* [The task] Each entry below should be echoed exactly, with pictures omitted.

* [Given information]

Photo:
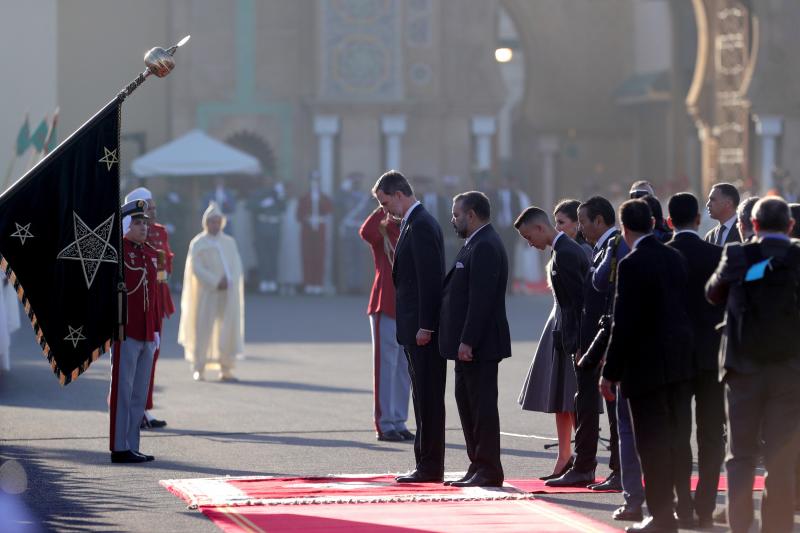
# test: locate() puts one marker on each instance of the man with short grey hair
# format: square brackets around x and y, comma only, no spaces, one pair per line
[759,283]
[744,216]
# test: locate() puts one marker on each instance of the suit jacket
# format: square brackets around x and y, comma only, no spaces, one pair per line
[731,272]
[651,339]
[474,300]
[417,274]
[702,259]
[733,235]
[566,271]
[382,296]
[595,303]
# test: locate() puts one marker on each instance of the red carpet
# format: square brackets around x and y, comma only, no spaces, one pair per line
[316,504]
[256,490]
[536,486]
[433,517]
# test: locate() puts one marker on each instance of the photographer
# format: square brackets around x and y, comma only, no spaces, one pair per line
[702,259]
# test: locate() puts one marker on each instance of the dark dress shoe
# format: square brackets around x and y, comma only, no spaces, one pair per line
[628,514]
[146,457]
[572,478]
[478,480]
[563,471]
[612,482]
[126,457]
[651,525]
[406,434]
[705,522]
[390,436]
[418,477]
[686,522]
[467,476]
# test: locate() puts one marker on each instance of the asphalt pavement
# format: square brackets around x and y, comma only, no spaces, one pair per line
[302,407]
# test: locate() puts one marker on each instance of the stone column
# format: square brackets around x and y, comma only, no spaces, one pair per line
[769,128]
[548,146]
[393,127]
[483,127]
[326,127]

* [Result]
Photo:
# test: locate() puts one marker on each instance of the man with short grey hair
# format: square brackets around x and y, comma only, no spaces, one pair per line
[759,283]
[744,216]
# test: locate() puts one marker on each instance of the suit jacket
# format: square brackets around x and y, comma only, no spaces, one pair per line
[731,272]
[651,339]
[474,300]
[417,274]
[702,259]
[733,235]
[566,271]
[382,296]
[595,303]
# test: locate() puts one marker on each instance of the red carpet
# format: square brackets around x and y, comma only, no spaces, one pair per line
[316,504]
[256,490]
[536,486]
[433,517]
# test: locate() puts one marker on each instance of the photographer
# format: square brackets around x and y, comma only, no spaces, one pair per line
[702,259]
# test: locate() puts one marker on each instance of the dark dress shoe
# format: square brackets around x and y, comma only, no spaces, one pair per line
[628,514]
[146,457]
[572,478]
[478,480]
[563,471]
[612,482]
[126,457]
[651,525]
[406,434]
[705,522]
[390,436]
[418,477]
[686,522]
[467,476]
# test: locate() puts one marker on each instance of the asphalt pavement
# format: square brackets around x and y, comma only, no spaces, one pair per line
[302,407]
# test: locate() puts one marker on each instance of the stone column
# format: square brackets around x and y, comma only, no spaces, one pair per line
[769,128]
[548,146]
[393,127]
[483,127]
[326,127]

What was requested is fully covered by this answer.